RECORDS SUPPLIED
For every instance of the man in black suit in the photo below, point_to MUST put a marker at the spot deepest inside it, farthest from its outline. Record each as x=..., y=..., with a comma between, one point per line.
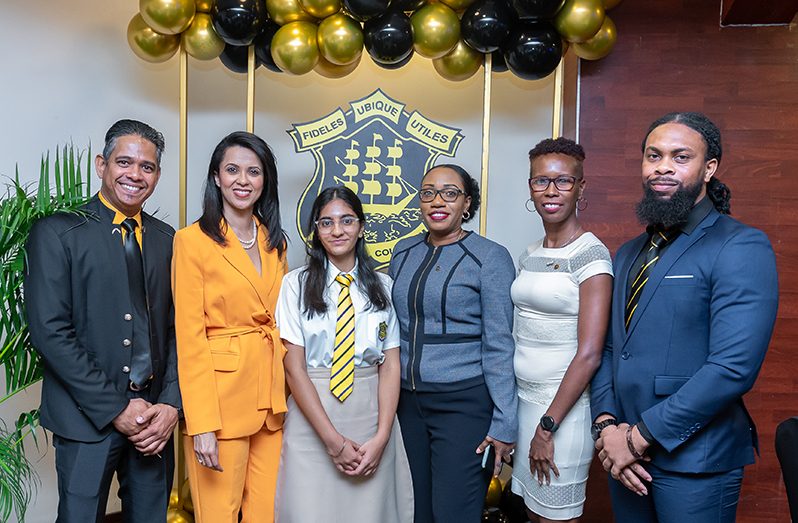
x=99, y=305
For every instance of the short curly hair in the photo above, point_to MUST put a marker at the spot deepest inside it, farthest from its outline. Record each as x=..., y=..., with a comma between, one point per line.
x=559, y=146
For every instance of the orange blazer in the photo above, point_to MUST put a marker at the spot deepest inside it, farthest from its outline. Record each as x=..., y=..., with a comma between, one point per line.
x=229, y=354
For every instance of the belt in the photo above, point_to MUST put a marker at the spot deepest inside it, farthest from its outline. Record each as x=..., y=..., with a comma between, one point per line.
x=267, y=329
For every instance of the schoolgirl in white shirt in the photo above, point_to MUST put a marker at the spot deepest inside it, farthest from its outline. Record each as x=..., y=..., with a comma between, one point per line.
x=342, y=456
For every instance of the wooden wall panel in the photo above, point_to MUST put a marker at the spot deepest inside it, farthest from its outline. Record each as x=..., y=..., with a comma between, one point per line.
x=673, y=55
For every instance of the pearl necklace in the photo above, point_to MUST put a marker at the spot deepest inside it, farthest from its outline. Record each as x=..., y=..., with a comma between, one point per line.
x=247, y=244
x=567, y=242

TASK TO COMPLETE
An exact copy of the data is required, with the pictures excluded.

WRITTEN ANSWER
For every instance of the man in black suit in the photo below, point_to MUST put a marker at the spot deepest inside it, farthest from its outline. Record each as x=..., y=..., with a comma between, one point per line.
x=99, y=305
For every instance of the short curly hair in the photo above, point_to MUST put a marker at the spot deepest inside it, farthest from its outline. Record each as x=..., y=..., with a comma between, one point per line.
x=559, y=146
For every instance of the orange blazer in the photo above, point_to MUST put a marker at the spot deepest inside it, farthest from its outline. Record each as x=..., y=..., with a comma between, one point per line.
x=229, y=354
For every instance of the belt in the photo above, point_to MUST put a marker at the spot deepest inside it, farthest from its outline. Record each as x=..., y=..., with a comma between, one point per line.
x=267, y=329
For every instance of the schoolgirl in white shirt in the photo above, point_to MUST put a marker at the spot deepest inside it, farthest from its outline. Record each as x=..., y=..., with a comma between, one point per line.
x=342, y=456
For every instance of the wooden wall panel in the photo above, point_to MUST put a marker at the spot deepest inside it, farthest from its outline. Record each as x=..., y=..., with a comma between, one point per line.
x=673, y=55
For every instance of the pearl necklace in the photo above, point_to MUST put a marker at the spot deepest inside it, farthest from its outline. Record each as x=..., y=..., with a comma between, one point per line.
x=247, y=244
x=567, y=242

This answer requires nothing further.